* Passage to read *
----

The schooner THOMAS E. LANNON under construction at the Essex Shipbuilding Museum. The barn in the background is the builder Harold Burnham’s shop.
This boat of legend, the first built at Chebacco by European settlers, and this Mr. Burnham gave rise to decades, and then centuries of shipbuilding. Chebacco Parish became Essex – a town in her own right – during this time, and thousands more vessels were launched into the salt marsh there, a body of water known as the Essex River. The yards where these schooners were built were often not much larger than the vessels themselves.

----

* What this task involves *
Reproduce the stretch of the Essex shipbuilding text from "This boat of" through "the vessels themselves.".

----

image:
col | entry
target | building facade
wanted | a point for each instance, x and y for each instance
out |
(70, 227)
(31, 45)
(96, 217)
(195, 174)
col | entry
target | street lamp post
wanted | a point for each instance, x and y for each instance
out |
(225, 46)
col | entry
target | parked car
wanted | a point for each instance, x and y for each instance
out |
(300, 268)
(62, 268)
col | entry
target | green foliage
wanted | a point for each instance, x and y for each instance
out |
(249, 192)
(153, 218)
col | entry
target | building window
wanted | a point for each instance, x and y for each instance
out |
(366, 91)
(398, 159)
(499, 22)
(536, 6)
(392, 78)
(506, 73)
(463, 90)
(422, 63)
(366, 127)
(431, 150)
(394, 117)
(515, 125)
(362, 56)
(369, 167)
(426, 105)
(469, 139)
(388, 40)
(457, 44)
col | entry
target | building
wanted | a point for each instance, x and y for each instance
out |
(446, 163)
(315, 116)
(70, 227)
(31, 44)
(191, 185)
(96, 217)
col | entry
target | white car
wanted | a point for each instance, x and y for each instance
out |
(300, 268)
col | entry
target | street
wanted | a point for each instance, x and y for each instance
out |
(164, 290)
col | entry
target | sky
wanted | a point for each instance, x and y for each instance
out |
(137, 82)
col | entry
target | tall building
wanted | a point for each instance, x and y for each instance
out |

----

* Result of the task *
This boat of legend, the first built at Chebacco by European settlers, and this Mr. Burnham gave rise to decades, and then centuries of shipbuilding. Chebacco Parish became Essex – a town in her own right – during this time, and thousands more vessels were launched into the salt marsh there, a body of water known as the Essex River. The yards where these schooners were built were often not much larger than the vessels themselves.